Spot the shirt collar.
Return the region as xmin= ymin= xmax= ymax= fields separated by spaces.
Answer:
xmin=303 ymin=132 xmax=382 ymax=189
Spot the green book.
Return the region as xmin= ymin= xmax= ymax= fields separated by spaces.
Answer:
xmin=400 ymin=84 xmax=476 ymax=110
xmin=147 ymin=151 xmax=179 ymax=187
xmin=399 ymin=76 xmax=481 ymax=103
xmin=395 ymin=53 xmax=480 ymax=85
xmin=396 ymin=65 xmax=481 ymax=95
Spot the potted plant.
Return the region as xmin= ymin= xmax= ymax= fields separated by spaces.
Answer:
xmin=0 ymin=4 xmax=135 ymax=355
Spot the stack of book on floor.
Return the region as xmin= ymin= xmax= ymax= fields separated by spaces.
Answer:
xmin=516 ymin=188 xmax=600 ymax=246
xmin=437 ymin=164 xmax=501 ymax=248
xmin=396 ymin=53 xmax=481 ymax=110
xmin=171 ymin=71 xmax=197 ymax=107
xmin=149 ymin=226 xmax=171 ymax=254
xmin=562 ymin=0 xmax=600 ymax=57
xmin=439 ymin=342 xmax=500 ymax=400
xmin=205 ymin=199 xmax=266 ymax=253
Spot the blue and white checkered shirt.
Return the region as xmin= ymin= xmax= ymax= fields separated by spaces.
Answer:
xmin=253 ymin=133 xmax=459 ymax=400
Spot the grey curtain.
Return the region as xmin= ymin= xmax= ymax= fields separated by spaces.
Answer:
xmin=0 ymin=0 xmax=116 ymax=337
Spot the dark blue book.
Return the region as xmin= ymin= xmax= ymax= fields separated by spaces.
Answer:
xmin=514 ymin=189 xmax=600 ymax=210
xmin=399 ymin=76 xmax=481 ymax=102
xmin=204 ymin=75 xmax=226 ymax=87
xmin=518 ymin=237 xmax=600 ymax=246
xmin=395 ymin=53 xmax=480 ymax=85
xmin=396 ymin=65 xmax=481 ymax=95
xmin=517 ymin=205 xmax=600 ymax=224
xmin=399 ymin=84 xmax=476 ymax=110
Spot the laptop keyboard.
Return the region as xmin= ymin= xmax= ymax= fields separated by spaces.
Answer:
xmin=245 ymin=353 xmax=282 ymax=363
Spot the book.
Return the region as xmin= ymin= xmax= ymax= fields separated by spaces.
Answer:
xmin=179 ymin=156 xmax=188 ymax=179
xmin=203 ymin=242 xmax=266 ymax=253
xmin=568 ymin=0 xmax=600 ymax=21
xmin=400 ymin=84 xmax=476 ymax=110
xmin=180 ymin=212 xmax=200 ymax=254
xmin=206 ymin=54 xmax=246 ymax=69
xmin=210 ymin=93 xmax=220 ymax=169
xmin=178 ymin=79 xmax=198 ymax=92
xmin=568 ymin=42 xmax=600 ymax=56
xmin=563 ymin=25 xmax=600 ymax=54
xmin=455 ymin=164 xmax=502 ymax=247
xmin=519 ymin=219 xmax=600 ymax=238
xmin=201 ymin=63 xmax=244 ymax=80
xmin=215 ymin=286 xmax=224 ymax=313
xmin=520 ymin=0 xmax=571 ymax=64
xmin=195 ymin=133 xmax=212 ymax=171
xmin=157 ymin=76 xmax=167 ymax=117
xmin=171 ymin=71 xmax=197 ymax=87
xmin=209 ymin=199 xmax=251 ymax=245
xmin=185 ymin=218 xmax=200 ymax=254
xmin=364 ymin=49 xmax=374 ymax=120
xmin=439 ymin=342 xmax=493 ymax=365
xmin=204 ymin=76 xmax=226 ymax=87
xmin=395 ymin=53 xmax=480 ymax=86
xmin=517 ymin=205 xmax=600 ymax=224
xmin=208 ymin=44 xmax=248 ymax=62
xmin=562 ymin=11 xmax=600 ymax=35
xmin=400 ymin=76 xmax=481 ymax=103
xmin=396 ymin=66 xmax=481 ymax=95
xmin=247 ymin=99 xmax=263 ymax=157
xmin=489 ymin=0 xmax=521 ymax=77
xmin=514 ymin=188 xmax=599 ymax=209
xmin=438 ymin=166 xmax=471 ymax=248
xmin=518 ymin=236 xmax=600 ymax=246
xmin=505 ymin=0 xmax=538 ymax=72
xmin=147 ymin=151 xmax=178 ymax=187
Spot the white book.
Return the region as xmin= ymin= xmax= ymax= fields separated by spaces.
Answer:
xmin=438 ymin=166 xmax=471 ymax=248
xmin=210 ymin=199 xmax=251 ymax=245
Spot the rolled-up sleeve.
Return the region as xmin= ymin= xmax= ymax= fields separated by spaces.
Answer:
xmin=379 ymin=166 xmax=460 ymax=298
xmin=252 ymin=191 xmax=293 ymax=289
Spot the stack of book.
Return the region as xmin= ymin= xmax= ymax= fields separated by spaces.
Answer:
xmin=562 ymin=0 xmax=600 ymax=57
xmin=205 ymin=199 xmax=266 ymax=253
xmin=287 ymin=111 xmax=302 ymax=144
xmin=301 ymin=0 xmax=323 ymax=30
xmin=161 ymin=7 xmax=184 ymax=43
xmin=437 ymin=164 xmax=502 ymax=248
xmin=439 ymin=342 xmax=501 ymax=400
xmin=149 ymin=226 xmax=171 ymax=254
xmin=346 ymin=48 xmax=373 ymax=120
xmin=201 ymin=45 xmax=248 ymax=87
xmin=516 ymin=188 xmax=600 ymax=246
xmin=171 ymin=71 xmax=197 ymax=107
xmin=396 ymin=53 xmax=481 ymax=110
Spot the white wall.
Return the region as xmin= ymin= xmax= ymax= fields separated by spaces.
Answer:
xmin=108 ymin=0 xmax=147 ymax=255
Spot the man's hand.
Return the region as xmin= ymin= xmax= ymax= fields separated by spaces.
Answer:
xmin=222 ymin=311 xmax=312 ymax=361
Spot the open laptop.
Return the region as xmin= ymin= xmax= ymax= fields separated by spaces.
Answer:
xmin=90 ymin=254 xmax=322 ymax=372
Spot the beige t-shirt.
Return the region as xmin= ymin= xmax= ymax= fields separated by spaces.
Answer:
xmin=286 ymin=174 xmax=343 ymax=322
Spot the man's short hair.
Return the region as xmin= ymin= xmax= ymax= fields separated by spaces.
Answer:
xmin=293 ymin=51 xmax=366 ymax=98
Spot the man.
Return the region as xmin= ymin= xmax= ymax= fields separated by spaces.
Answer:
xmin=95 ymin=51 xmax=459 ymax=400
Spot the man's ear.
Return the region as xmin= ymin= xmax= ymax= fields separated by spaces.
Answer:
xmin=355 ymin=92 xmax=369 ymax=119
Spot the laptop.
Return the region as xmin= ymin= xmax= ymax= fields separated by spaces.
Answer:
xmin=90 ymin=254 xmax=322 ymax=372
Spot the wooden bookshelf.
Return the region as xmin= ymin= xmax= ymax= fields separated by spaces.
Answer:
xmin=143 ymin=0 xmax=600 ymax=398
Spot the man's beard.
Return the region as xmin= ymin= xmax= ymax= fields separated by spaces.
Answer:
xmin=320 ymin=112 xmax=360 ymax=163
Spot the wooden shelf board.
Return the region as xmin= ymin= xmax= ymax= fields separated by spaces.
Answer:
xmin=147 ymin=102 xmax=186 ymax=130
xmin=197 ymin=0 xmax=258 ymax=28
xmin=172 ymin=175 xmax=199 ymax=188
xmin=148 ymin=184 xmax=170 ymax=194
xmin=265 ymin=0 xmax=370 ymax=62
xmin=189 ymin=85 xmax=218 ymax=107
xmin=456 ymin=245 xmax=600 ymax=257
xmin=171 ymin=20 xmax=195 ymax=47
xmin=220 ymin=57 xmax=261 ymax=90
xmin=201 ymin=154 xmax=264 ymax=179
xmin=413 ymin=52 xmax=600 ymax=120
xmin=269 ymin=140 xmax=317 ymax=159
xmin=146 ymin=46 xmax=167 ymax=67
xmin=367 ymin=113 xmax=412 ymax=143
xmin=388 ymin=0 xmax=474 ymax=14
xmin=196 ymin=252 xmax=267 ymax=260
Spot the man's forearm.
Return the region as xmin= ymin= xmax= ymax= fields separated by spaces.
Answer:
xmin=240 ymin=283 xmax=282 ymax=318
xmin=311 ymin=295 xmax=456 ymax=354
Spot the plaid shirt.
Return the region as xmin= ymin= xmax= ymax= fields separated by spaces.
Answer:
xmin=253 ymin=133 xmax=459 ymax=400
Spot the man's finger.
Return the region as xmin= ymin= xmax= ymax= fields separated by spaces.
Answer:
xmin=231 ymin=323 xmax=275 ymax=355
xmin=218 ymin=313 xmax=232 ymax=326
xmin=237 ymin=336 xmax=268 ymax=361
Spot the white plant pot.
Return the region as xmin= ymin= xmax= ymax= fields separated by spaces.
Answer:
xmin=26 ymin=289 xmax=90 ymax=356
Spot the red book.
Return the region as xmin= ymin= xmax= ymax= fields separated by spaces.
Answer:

== == ==

§ What this task involves: What you give back should be exactly the lines from the one with "Spot the man's finger." through the final line of the listing, and no others.

§ Response for this exercise:
Spot the man's finger.
Return the region as xmin= ymin= xmax= ymax= fields separated by spaces.
Answer:
xmin=231 ymin=323 xmax=275 ymax=355
xmin=218 ymin=313 xmax=232 ymax=326
xmin=237 ymin=336 xmax=268 ymax=361
Spot the white plant pot.
Return the region as xmin= ymin= xmax= ymax= fields separated by spaces.
Answer:
xmin=26 ymin=289 xmax=90 ymax=356
Spot the red book.
Return the region as xmin= ymin= xmax= ymax= fields separated by spaces.
Answer:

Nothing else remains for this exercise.